## BEGIN Extracted material

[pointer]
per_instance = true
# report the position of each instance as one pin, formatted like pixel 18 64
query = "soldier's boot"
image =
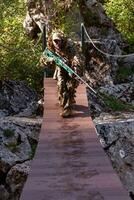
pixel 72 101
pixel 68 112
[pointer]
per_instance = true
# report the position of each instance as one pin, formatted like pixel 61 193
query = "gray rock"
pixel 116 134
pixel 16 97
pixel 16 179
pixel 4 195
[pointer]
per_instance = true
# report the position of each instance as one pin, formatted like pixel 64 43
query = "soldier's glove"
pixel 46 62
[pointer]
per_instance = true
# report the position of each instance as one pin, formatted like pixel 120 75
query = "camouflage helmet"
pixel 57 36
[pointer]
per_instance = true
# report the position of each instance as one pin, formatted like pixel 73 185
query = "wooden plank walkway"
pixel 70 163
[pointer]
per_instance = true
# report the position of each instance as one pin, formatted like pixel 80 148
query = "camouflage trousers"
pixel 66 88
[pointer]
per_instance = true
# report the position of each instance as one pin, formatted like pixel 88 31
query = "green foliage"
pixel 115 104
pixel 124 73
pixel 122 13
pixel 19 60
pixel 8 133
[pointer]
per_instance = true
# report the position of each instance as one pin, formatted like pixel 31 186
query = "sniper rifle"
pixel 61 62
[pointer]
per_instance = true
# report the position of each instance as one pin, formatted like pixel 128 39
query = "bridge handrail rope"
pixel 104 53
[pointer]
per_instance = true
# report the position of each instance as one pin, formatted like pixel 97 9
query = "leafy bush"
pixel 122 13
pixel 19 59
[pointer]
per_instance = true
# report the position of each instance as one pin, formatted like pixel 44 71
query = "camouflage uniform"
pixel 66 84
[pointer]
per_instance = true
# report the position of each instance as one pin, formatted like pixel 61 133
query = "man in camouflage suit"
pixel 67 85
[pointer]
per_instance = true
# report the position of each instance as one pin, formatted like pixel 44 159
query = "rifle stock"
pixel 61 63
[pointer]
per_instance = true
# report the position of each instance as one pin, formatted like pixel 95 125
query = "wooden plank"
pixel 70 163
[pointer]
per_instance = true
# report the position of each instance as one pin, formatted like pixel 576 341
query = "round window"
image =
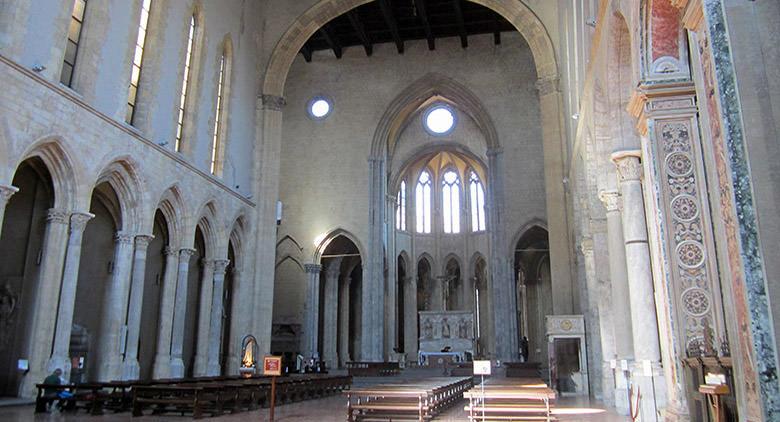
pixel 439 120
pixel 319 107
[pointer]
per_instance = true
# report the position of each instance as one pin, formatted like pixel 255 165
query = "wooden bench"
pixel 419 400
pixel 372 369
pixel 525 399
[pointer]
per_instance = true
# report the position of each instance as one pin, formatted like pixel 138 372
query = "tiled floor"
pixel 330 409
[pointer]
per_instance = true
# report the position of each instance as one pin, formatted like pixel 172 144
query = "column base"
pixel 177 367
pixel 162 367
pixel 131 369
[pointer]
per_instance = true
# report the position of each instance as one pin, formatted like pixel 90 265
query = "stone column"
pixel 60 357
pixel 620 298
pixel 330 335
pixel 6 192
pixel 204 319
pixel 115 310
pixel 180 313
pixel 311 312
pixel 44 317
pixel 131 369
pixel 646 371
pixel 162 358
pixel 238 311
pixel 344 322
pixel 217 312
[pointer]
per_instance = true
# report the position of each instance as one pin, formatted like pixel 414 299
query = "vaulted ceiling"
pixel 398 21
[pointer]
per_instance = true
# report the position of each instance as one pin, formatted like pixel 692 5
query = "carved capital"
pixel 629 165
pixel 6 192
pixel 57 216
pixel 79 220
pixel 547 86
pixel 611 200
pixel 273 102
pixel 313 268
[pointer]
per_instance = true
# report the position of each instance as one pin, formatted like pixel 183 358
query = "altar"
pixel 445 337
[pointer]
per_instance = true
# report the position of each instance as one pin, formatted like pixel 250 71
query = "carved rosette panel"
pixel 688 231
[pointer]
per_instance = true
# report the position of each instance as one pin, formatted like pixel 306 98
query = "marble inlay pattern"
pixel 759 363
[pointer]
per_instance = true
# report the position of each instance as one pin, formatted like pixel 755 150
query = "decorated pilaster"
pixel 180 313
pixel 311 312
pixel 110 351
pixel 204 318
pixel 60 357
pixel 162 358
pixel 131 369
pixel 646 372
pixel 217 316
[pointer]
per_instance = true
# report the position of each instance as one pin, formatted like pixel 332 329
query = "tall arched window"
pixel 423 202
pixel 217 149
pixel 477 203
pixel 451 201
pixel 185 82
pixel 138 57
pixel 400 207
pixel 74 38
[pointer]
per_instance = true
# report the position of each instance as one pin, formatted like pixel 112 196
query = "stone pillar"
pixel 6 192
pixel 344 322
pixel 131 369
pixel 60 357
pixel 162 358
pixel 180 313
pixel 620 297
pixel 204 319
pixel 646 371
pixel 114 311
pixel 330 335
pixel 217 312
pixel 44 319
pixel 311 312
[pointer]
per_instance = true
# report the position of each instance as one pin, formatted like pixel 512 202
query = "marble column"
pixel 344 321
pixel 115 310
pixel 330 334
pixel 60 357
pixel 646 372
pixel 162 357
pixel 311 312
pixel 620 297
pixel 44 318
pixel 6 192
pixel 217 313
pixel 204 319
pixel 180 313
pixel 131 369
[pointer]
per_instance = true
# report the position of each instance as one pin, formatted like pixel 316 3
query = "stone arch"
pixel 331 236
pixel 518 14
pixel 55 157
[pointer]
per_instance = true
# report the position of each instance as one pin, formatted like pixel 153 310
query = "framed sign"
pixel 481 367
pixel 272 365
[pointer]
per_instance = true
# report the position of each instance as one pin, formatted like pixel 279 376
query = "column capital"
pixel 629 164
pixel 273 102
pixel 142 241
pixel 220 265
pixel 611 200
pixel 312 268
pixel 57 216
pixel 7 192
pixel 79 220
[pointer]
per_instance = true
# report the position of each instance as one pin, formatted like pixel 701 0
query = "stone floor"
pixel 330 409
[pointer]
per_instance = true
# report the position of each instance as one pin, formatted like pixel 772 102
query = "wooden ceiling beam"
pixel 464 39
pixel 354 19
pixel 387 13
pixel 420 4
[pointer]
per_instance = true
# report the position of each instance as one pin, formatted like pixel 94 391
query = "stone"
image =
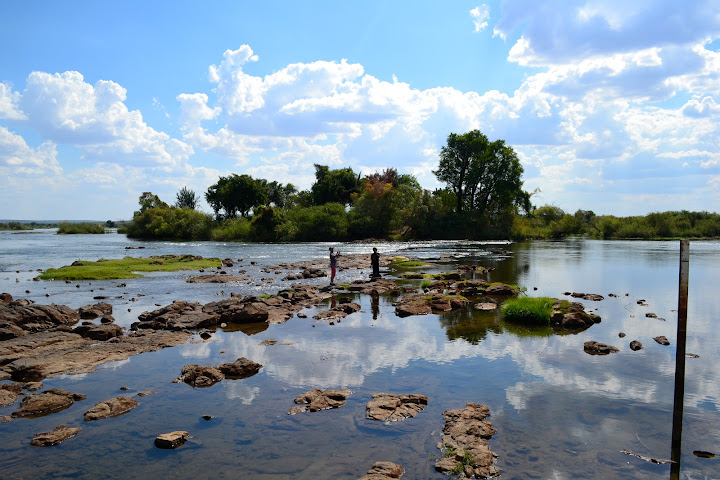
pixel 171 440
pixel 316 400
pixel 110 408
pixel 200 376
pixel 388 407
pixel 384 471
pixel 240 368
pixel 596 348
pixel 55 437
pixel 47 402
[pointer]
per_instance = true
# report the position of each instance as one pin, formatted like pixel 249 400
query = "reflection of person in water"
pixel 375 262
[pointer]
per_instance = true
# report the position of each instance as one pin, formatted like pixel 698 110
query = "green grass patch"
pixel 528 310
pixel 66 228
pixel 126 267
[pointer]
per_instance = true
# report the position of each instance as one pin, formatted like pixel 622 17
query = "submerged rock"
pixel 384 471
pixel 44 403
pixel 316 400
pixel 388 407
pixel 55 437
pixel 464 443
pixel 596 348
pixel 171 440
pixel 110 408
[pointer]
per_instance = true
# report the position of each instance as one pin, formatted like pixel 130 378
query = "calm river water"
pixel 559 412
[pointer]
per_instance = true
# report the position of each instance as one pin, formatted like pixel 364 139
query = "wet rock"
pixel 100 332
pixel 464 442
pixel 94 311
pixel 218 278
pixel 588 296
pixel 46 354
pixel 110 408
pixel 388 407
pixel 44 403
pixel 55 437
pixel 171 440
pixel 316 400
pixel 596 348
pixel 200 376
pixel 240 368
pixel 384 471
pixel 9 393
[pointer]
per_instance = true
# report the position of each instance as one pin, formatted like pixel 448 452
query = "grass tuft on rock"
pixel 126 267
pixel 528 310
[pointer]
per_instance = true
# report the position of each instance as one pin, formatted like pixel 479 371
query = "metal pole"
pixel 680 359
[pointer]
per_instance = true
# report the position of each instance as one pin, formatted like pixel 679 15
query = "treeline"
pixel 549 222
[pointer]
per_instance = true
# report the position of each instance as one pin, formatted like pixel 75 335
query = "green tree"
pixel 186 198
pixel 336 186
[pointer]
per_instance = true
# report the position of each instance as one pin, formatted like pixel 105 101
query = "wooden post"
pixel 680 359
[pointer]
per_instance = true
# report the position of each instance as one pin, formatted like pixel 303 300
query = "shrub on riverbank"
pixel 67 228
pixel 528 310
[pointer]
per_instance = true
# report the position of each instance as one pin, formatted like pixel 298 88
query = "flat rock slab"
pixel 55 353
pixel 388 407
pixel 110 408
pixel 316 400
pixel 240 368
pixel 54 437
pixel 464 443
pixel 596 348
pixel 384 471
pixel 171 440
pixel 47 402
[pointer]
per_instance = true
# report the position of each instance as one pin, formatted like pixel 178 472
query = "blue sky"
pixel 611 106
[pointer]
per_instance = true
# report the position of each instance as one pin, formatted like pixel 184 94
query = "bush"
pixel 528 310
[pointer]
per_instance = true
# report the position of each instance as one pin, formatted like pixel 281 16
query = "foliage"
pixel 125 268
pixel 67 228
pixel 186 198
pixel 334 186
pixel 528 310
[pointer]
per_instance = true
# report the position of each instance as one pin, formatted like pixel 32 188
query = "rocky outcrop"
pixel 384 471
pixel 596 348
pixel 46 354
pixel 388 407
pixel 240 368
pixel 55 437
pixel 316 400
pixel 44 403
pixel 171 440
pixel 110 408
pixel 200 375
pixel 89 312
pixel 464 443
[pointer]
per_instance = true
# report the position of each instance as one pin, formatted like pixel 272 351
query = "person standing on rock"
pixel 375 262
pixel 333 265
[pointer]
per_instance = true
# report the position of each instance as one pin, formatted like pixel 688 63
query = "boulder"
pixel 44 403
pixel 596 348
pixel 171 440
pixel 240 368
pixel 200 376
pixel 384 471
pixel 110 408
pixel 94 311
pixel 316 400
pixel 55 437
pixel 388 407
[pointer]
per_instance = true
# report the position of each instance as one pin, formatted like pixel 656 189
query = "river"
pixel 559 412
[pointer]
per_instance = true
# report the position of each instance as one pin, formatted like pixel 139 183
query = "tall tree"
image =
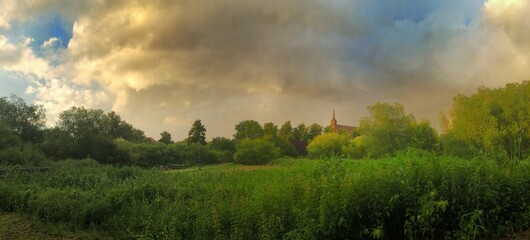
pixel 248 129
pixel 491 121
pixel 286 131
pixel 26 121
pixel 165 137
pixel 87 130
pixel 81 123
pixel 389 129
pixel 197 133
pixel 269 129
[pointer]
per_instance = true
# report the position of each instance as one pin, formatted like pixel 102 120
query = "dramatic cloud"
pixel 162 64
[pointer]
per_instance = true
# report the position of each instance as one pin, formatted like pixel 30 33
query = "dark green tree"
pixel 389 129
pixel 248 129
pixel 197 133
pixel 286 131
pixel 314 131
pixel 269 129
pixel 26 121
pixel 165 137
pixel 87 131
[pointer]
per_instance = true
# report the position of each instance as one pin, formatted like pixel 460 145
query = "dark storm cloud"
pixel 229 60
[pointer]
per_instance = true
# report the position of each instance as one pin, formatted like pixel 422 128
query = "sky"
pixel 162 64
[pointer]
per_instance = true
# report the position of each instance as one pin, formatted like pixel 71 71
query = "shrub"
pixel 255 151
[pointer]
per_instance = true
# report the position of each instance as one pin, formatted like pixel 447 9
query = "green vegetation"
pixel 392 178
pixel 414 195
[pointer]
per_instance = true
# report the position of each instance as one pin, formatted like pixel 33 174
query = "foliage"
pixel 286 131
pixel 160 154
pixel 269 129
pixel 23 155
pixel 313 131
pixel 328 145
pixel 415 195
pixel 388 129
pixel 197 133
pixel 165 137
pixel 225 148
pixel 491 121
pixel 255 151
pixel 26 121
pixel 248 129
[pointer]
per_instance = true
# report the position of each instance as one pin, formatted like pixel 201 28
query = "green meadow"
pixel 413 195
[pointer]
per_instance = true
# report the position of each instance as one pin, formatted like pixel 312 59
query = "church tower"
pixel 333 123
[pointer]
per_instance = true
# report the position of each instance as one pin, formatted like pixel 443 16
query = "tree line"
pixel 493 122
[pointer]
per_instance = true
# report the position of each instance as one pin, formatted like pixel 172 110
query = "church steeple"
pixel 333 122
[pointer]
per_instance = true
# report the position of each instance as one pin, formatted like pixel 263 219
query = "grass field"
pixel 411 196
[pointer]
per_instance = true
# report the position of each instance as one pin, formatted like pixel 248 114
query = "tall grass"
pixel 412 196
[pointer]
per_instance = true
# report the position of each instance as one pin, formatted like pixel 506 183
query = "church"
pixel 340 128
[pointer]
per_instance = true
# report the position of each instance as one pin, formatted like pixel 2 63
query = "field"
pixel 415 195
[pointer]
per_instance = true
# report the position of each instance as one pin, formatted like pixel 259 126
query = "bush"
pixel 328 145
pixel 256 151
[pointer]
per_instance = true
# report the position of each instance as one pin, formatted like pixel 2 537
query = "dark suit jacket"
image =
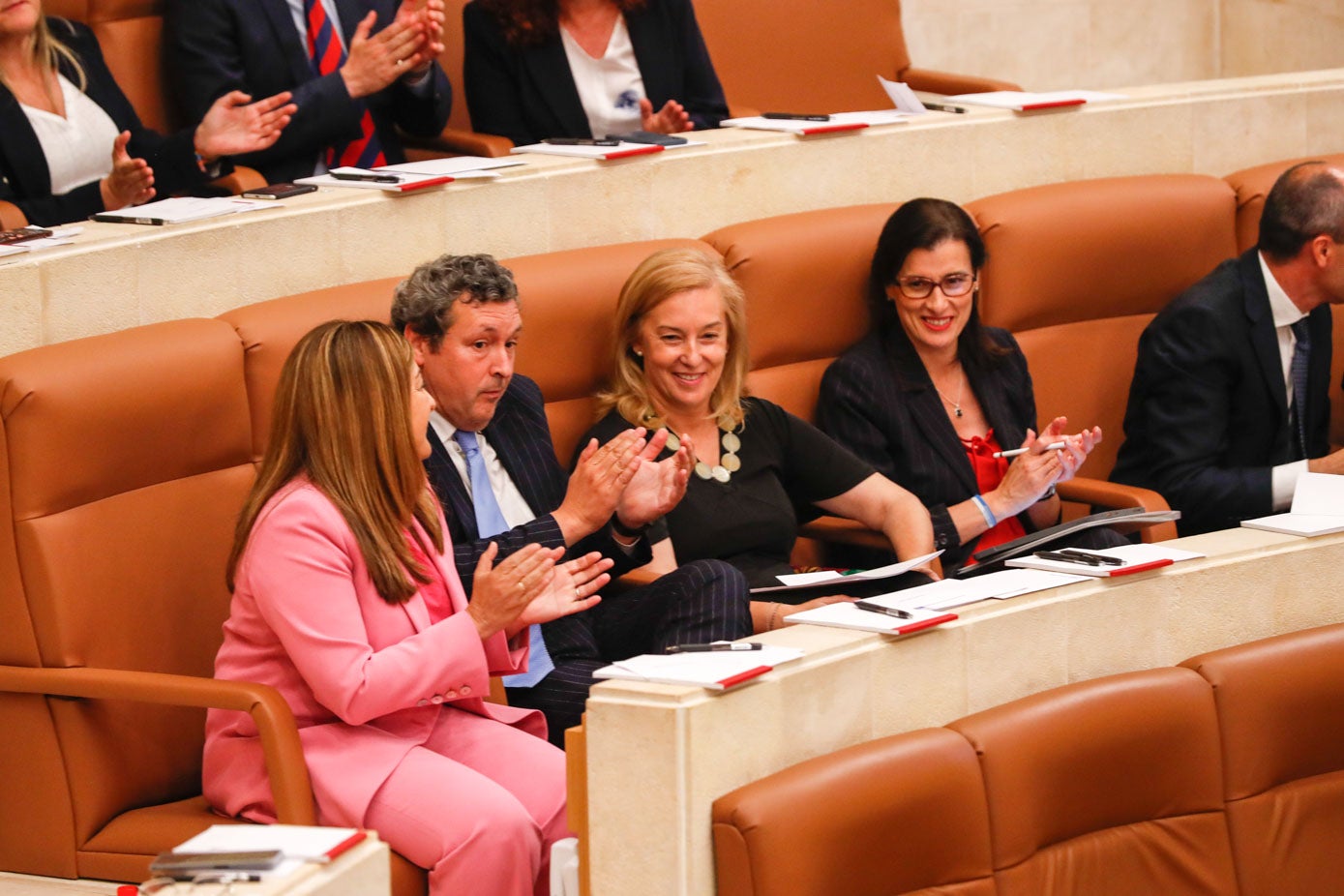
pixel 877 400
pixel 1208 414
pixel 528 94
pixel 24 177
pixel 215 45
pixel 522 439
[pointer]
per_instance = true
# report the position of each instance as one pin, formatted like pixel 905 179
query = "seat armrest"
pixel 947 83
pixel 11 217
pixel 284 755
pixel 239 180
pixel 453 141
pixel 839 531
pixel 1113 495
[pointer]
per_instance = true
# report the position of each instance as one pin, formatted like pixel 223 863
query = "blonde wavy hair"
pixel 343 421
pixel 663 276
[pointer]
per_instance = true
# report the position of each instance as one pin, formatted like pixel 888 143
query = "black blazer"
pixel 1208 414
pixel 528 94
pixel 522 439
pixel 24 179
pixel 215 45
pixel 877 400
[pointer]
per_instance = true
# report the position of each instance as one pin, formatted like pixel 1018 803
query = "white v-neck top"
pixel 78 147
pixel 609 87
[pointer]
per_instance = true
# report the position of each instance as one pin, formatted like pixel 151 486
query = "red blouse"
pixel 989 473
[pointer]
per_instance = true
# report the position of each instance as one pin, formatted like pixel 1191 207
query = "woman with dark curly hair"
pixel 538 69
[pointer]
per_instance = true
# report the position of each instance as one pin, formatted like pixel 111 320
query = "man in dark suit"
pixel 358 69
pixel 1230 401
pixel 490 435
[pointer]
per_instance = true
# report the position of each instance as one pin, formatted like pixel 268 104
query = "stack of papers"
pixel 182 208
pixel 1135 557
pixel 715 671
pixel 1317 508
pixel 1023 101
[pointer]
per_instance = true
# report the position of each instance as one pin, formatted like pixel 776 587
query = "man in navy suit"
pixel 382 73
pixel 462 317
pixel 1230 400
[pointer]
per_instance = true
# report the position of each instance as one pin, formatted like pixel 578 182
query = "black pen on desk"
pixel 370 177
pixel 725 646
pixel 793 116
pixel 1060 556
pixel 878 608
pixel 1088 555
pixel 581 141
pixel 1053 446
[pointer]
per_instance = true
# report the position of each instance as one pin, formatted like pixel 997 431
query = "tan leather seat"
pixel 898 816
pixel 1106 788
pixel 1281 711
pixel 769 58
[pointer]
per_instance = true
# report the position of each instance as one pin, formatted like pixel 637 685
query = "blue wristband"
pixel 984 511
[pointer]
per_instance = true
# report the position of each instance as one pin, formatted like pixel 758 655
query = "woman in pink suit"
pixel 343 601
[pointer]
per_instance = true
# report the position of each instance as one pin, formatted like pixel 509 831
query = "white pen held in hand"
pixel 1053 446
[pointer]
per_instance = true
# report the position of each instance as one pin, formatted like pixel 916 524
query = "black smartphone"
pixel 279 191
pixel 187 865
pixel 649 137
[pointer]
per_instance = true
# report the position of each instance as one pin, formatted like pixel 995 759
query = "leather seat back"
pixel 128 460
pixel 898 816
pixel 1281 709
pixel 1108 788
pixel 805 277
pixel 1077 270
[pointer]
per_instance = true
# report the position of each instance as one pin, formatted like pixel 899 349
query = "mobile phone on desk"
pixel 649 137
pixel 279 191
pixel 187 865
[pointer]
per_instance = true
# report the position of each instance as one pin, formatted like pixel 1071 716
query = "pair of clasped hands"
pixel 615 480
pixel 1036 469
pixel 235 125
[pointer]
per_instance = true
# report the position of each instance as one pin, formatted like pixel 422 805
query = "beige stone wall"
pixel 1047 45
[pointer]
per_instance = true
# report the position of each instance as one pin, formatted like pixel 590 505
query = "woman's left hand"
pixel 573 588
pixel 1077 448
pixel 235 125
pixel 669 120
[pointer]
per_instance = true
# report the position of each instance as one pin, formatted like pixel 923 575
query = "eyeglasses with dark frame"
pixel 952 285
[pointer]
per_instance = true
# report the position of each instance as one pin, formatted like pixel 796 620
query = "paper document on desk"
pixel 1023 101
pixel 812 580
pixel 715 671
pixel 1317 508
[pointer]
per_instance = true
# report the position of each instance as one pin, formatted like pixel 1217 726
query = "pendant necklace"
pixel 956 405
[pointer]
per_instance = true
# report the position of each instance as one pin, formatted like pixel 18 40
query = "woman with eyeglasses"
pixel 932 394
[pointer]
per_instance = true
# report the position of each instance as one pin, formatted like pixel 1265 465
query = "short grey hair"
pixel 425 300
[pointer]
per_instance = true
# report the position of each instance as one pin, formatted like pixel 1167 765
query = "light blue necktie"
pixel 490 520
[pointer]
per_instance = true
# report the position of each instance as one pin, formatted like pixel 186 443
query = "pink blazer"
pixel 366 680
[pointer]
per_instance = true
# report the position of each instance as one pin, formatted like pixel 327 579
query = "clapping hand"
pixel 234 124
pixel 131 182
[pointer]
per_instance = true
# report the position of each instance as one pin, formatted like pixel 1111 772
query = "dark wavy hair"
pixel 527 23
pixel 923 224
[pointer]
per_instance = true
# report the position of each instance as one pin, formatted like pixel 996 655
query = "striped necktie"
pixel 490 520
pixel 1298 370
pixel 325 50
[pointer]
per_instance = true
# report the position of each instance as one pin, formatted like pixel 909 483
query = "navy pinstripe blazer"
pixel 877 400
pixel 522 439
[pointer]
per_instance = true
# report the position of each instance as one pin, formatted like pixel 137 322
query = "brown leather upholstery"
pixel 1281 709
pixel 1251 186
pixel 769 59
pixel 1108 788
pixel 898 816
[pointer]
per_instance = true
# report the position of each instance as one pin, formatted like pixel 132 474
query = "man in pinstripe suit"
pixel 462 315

## END Extracted material

• [Stated task] Please quote the material from its first line up to and including the line with "pixel 4 195". Leave the pictures out of your answer.

• [Solution to this task]
[pointer]
per_instance = true
# report the position of each instance as one pin, formatted like pixel 18 64
query = "soldier's boot"
image =
pixel 72 101
pixel 68 112
[pointer]
per_instance = true
# report the position of each instance as one pin, formatted like pixel 61 193
query = "gray rock"
pixel 116 134
pixel 16 97
pixel 16 179
pixel 4 195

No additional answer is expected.